Output all the data exactly as it appears below.

[[ MATERIAL FOR THE TASK, beginning ]]

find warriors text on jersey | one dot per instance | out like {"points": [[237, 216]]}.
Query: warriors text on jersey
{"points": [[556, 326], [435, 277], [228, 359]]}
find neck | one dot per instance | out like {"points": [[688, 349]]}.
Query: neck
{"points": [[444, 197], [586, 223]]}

[[ MATERIAL FOR THE TASK, end ]]

ANSWER TO THE EXERCISE
find warriors text on jersey | one dot per instance | out like {"points": [[237, 216]]}.
Query: warriors text on jersey
{"points": [[556, 326], [435, 277], [228, 359]]}
find neck | one dot per instance | out like {"points": [[688, 349]]}.
Query: neck
{"points": [[444, 197], [586, 223]]}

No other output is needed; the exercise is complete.